Rows from a box labeling dataset
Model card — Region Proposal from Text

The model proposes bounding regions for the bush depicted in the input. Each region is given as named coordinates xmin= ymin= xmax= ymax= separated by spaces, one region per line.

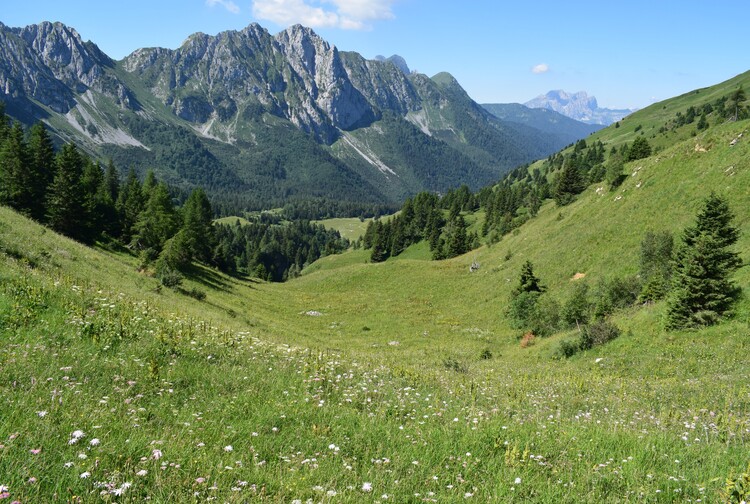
xmin=554 ymin=320 xmax=620 ymax=359
xmin=594 ymin=275 xmax=641 ymax=319
xmin=157 ymin=267 xmax=182 ymax=289
xmin=562 ymin=282 xmax=591 ymax=327
xmin=530 ymin=296 xmax=560 ymax=338
xmin=580 ymin=320 xmax=620 ymax=350
xmin=508 ymin=291 xmax=541 ymax=329
xmin=183 ymin=287 xmax=206 ymax=301
xmin=554 ymin=338 xmax=581 ymax=359
xmin=443 ymin=357 xmax=469 ymax=373
xmin=721 ymin=464 xmax=750 ymax=504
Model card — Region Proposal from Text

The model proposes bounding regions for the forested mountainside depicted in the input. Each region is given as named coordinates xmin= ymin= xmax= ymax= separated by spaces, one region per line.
xmin=0 ymin=22 xmax=592 ymax=211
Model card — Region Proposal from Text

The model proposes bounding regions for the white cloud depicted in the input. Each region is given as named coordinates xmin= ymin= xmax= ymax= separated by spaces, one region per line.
xmin=206 ymin=0 xmax=240 ymax=14
xmin=253 ymin=0 xmax=396 ymax=30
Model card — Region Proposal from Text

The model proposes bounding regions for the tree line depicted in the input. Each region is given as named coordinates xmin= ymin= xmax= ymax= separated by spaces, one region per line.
xmin=0 ymin=108 xmax=348 ymax=286
xmin=506 ymin=193 xmax=742 ymax=357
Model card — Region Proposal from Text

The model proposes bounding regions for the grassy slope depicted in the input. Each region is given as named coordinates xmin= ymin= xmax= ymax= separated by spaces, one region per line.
xmin=0 ymin=117 xmax=750 ymax=502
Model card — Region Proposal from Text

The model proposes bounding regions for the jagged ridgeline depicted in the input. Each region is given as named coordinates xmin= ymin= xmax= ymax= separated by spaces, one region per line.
xmin=0 ymin=22 xmax=588 ymax=212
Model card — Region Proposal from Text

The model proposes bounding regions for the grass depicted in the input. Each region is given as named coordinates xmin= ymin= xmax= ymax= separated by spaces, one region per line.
xmin=0 ymin=116 xmax=750 ymax=503
xmin=313 ymin=217 xmax=372 ymax=241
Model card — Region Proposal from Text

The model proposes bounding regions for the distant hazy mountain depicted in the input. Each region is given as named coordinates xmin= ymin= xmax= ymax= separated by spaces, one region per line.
xmin=524 ymin=90 xmax=637 ymax=126
xmin=482 ymin=103 xmax=604 ymax=149
xmin=0 ymin=22 xmax=559 ymax=211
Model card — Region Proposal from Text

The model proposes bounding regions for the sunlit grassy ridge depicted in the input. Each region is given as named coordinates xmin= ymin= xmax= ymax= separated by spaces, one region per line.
xmin=0 ymin=117 xmax=750 ymax=502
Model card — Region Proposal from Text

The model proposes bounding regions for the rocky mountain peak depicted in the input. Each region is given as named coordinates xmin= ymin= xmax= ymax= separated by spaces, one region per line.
xmin=375 ymin=54 xmax=411 ymax=75
xmin=524 ymin=89 xmax=634 ymax=126
xmin=0 ymin=22 xmax=117 ymax=113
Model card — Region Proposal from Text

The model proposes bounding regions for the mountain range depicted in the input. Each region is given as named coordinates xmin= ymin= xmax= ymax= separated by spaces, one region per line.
xmin=524 ymin=90 xmax=636 ymax=126
xmin=0 ymin=22 xmax=600 ymax=208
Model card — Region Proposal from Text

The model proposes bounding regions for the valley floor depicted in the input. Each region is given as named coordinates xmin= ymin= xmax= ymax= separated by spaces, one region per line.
xmin=0 ymin=209 xmax=750 ymax=503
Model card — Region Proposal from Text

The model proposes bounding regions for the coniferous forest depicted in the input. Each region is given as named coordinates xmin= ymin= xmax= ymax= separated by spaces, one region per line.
xmin=0 ymin=106 xmax=350 ymax=287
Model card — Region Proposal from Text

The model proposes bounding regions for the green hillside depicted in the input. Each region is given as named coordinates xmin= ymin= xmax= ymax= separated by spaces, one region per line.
xmin=0 ymin=76 xmax=750 ymax=503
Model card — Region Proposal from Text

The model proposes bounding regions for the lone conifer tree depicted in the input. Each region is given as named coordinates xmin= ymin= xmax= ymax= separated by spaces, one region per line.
xmin=47 ymin=144 xmax=87 ymax=240
xmin=513 ymin=260 xmax=545 ymax=295
xmin=667 ymin=193 xmax=742 ymax=329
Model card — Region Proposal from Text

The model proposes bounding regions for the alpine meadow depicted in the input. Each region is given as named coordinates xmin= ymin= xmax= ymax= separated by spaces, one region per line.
xmin=0 ymin=9 xmax=750 ymax=504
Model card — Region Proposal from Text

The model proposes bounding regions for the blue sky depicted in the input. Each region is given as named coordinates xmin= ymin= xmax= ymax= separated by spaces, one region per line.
xmin=0 ymin=0 xmax=750 ymax=108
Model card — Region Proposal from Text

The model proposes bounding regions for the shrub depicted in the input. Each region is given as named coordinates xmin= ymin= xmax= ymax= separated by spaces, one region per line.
xmin=530 ymin=295 xmax=560 ymax=338
xmin=580 ymin=320 xmax=620 ymax=350
xmin=561 ymin=282 xmax=591 ymax=327
xmin=508 ymin=291 xmax=541 ymax=329
xmin=157 ymin=267 xmax=182 ymax=289
xmin=443 ymin=357 xmax=469 ymax=373
xmin=594 ymin=275 xmax=641 ymax=319
xmin=554 ymin=338 xmax=581 ymax=359
xmin=722 ymin=464 xmax=750 ymax=504
xmin=183 ymin=287 xmax=206 ymax=301
xmin=521 ymin=331 xmax=536 ymax=348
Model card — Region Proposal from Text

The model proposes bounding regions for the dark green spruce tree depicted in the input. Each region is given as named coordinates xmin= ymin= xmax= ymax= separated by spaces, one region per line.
xmin=47 ymin=144 xmax=88 ymax=240
xmin=0 ymin=122 xmax=34 ymax=215
xmin=29 ymin=121 xmax=55 ymax=221
xmin=555 ymin=162 xmax=584 ymax=206
xmin=667 ymin=193 xmax=742 ymax=330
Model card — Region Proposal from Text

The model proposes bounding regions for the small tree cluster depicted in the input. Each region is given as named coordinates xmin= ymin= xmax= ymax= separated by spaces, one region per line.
xmin=667 ymin=193 xmax=742 ymax=329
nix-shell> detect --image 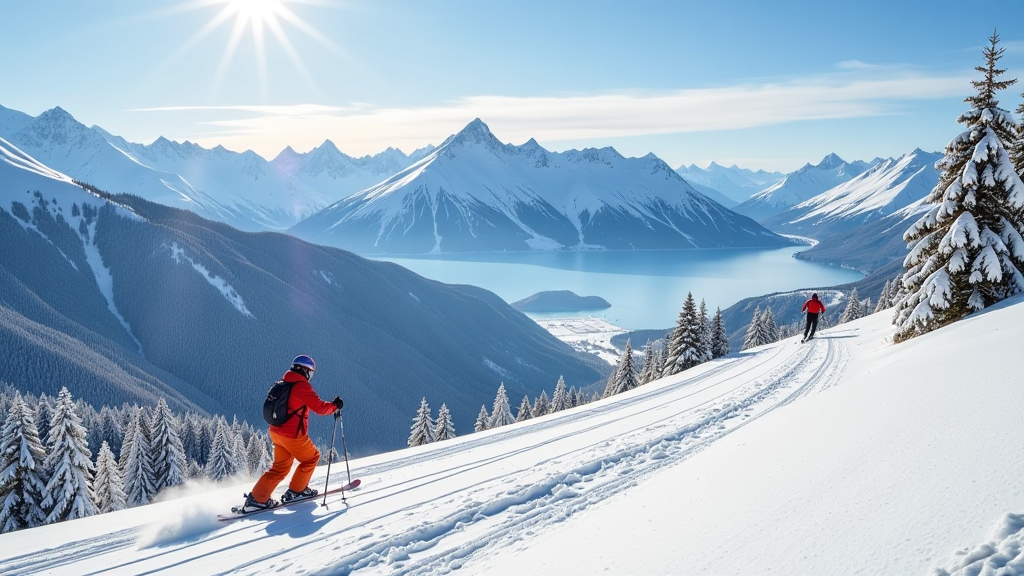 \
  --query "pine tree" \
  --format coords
[711,307,729,358]
[42,387,97,524]
[1009,84,1024,180]
[92,440,128,513]
[758,306,778,344]
[242,434,273,477]
[206,418,242,479]
[548,376,572,413]
[99,406,125,457]
[473,405,490,431]
[150,398,187,492]
[697,298,712,362]
[515,396,534,422]
[490,382,515,428]
[874,280,892,314]
[0,394,46,532]
[434,403,456,442]
[120,408,157,506]
[409,398,434,446]
[638,339,662,385]
[604,340,640,398]
[894,33,1024,342]
[663,292,696,377]
[529,390,551,418]
[838,287,863,324]
[36,394,53,451]
[666,293,711,374]
[739,306,764,351]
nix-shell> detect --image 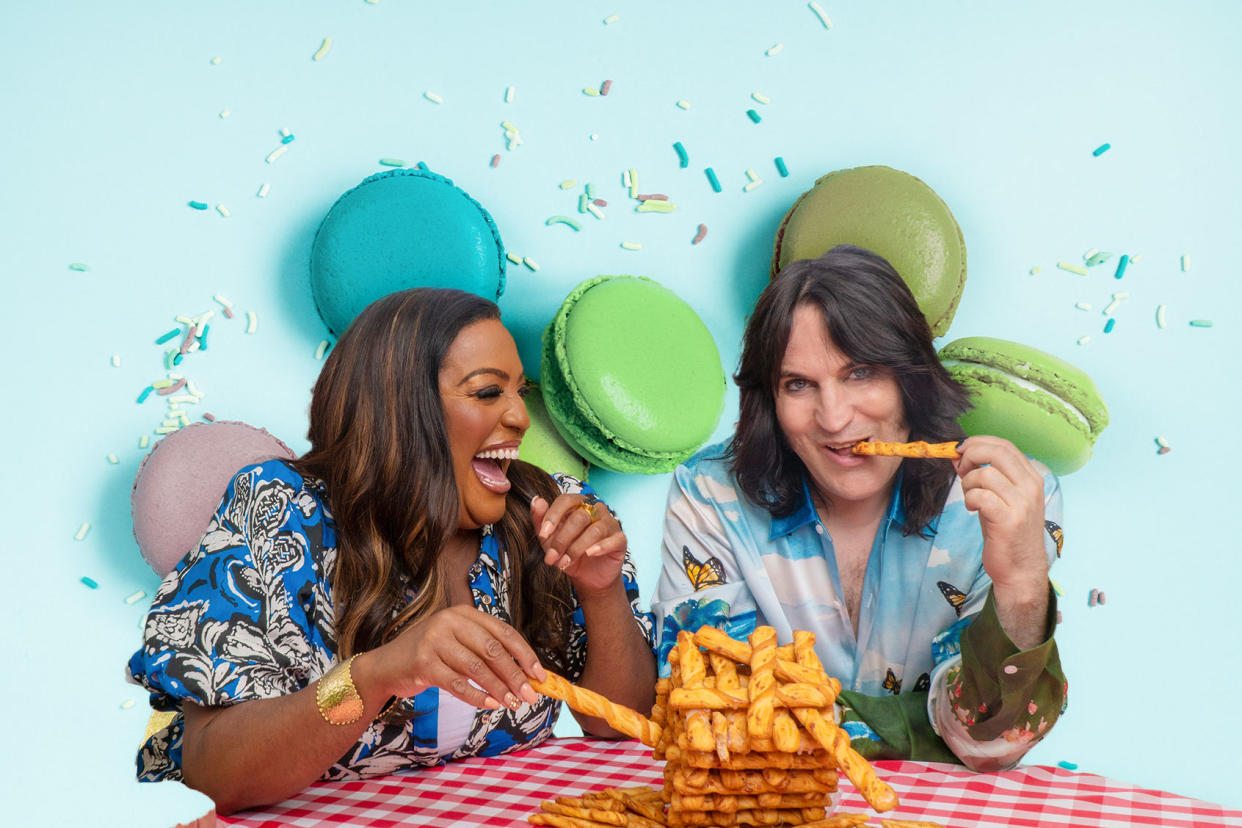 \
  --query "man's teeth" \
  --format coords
[474,448,518,461]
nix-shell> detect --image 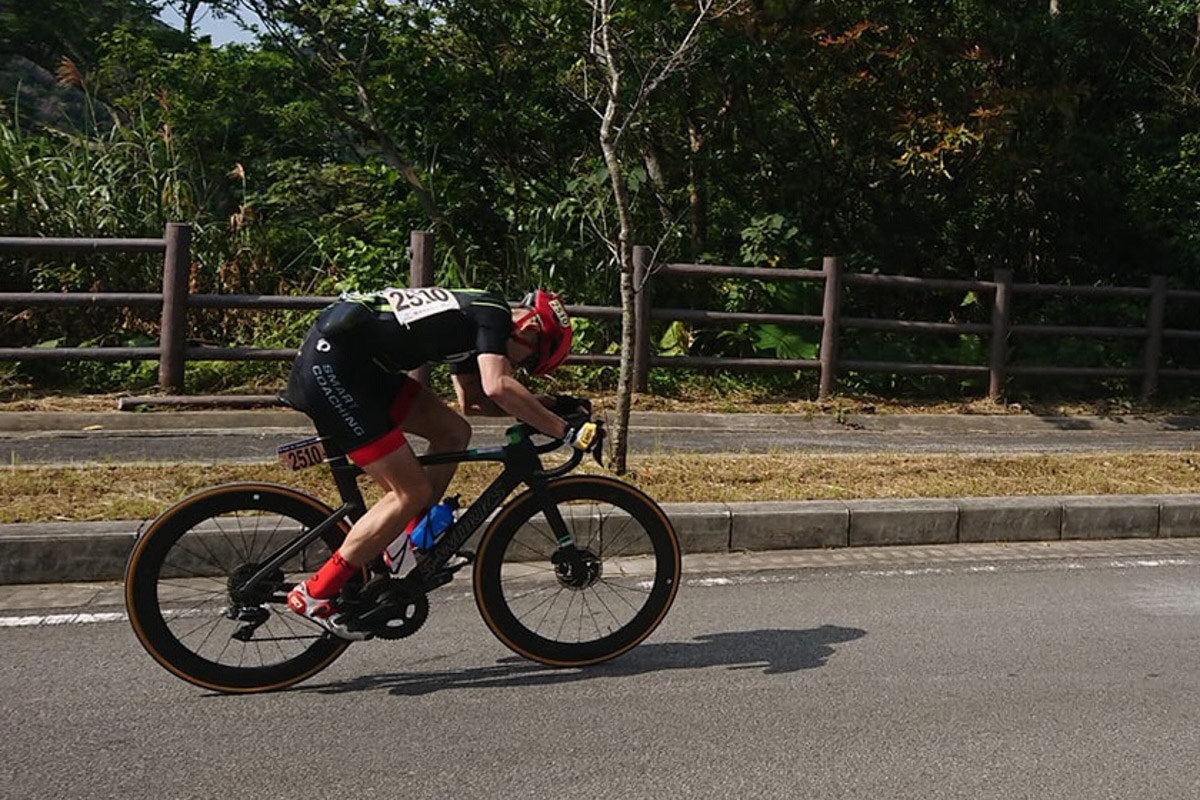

* STATED GOAL
Pick out every line in the rows above that contains the word "green", and copy each one.

* RESULT FOR THIS EXERCISE
The model proposes bounding regions for the green hillside depicted in the input. Each region is given as named coordinates xmin= ymin= xmax= ymax= separated by spaces, one region per line.
The model proposes bounding regions for the dark green spruce tree depicted in the input. Each region is given as named coordinates xmin= ymin= xmax= ymax= separated by spaces, one region per line.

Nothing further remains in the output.